Reproduce the entries that follow verbatim, down to the final line.

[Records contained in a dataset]
• • •

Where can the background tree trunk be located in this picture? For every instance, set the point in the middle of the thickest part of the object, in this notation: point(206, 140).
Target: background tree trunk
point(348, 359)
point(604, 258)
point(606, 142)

• • •

* **Your response**
Where can the background tree trunk be located in this picture? For every instance, set the point in the middle of the thickest part of the object, in this notation: point(206, 140).
Target: background tree trunk
point(348, 359)
point(604, 258)
point(606, 142)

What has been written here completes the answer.